* Begin Information shown *
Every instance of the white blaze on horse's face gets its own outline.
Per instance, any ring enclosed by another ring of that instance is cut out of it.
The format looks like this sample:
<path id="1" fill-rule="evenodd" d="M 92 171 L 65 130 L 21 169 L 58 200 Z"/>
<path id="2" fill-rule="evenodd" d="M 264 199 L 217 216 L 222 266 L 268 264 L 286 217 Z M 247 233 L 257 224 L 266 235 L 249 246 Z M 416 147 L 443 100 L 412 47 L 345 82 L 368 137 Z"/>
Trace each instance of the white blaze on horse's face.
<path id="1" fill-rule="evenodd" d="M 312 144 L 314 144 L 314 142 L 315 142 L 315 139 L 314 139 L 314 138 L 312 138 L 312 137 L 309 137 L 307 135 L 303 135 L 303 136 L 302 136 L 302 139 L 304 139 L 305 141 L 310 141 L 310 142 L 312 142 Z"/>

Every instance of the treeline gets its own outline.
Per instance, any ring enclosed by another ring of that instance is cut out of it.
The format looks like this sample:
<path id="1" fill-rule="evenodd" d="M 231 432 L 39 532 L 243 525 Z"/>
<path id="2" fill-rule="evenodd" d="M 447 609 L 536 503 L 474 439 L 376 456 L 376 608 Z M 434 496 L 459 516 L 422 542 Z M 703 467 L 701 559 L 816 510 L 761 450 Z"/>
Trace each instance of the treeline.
* End Information shown *
Given problem: Turn all the lines of the entries above into a numbered list, leaving out the blank lines.

Task result:
1. Every instance of the white blaze on horse's face gets its own outline.
2. Per instance, any ring enclosed by another ring of that instance is cut out of it.
3. The format looks like this sample:
4. <path id="1" fill-rule="evenodd" d="M 92 171 L 65 130 L 21 169 L 58 200 Z"/>
5. <path id="2" fill-rule="evenodd" d="M 264 199 L 217 216 L 222 266 L 268 264 L 286 217 Z M 247 233 L 257 224 L 266 235 L 249 246 Z M 416 147 L 443 100 L 412 47 L 345 82 L 368 137 Z"/>
6. Trace each instance of the white blaze on horse's face.
7. <path id="1" fill-rule="evenodd" d="M 312 144 L 314 144 L 314 142 L 315 142 L 315 139 L 314 139 L 314 138 L 312 138 L 312 137 L 309 137 L 307 135 L 303 135 L 303 136 L 302 136 L 302 139 L 304 139 L 305 141 L 310 141 L 310 142 L 312 142 Z"/>
8. Every instance of the treeline gets its own outline.
9. Per instance, any ring enclosed by another ring of that instance is cut out of it.
10. The format looks like this sample:
11. <path id="1" fill-rule="evenodd" d="M 231 432 L 39 532 L 243 525 Z"/>
12. <path id="2" fill-rule="evenodd" d="M 447 609 L 536 503 L 474 439 L 376 456 L 376 608 Z M 434 496 L 459 516 L 422 542 Z M 703 467 L 701 559 L 816 510 L 761 450 Z"/>
13. Trace each instance of the treeline.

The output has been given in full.